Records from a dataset
-=-=-

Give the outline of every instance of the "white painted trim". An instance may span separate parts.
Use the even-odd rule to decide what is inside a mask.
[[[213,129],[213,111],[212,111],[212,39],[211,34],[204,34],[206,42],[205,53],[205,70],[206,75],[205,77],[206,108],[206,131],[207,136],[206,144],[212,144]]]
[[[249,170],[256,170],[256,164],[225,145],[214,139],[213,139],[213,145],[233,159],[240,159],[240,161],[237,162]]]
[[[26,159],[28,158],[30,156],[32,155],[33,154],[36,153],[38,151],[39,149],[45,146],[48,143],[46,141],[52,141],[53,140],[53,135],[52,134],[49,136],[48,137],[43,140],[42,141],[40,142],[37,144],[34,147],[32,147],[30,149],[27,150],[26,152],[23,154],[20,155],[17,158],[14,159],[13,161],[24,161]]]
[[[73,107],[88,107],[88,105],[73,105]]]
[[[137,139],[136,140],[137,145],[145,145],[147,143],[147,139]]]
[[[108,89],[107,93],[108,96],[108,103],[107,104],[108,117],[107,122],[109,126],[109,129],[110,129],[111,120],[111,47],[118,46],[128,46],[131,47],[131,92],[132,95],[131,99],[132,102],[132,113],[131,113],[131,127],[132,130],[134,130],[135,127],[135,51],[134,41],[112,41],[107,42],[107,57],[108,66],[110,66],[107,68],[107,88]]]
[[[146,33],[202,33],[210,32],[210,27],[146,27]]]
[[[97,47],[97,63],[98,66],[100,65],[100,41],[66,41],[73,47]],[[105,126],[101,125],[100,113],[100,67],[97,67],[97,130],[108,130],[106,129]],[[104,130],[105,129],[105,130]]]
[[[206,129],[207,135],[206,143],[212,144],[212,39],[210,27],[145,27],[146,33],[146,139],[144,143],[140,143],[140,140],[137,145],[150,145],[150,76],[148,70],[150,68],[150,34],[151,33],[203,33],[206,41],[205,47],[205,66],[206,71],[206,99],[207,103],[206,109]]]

-=-=-

Reproduce these lines without any changes.

Give the outline of every instance of the "white painted trim". An instance may span separate parts.
Use the even-odd rule to decide what is inside a mask.
[[[213,129],[213,111],[212,111],[212,39],[211,34],[204,34],[206,42],[205,53],[205,70],[206,75],[205,77],[206,108],[206,131],[207,136],[206,144],[212,144]]]
[[[249,170],[256,170],[256,164],[225,145],[214,139],[213,139],[213,145],[233,159],[240,159],[240,161],[237,162]]]
[[[26,159],[28,158],[30,156],[32,155],[33,154],[36,153],[38,151],[39,149],[45,146],[48,143],[46,141],[52,141],[53,140],[53,135],[52,134],[49,136],[48,137],[43,140],[42,141],[40,142],[37,144],[34,147],[32,147],[30,149],[27,150],[26,152],[23,154],[20,155],[17,158],[14,159],[13,161],[24,161]]]
[[[73,107],[88,107],[88,105],[73,105]]]
[[[137,139],[136,140],[137,145],[145,145],[147,143],[147,139]]]
[[[108,89],[107,93],[108,96],[108,103],[107,104],[108,117],[107,122],[109,126],[109,129],[110,129],[111,120],[111,47],[118,46],[128,46],[131,47],[131,92],[132,95],[131,99],[132,102],[132,113],[131,113],[131,127],[132,130],[134,130],[135,127],[135,51],[134,41],[112,41],[107,42],[107,57],[108,66],[110,66],[107,68],[107,88]]]
[[[146,33],[202,33],[210,32],[210,27],[146,27]]]
[[[97,47],[97,63],[98,66],[100,65],[100,41],[66,41],[73,47]],[[105,126],[101,125],[100,113],[100,67],[97,67],[97,130],[108,130],[106,129]],[[104,130],[105,129],[105,130]]]
[[[206,129],[207,135],[206,143],[212,144],[212,39],[210,27],[145,27],[146,33],[146,139],[144,143],[140,143],[140,140],[137,145],[150,145],[150,76],[148,70],[150,68],[150,34],[151,33],[203,33],[206,41],[205,47],[205,66],[206,71],[206,99],[207,103],[206,109]]]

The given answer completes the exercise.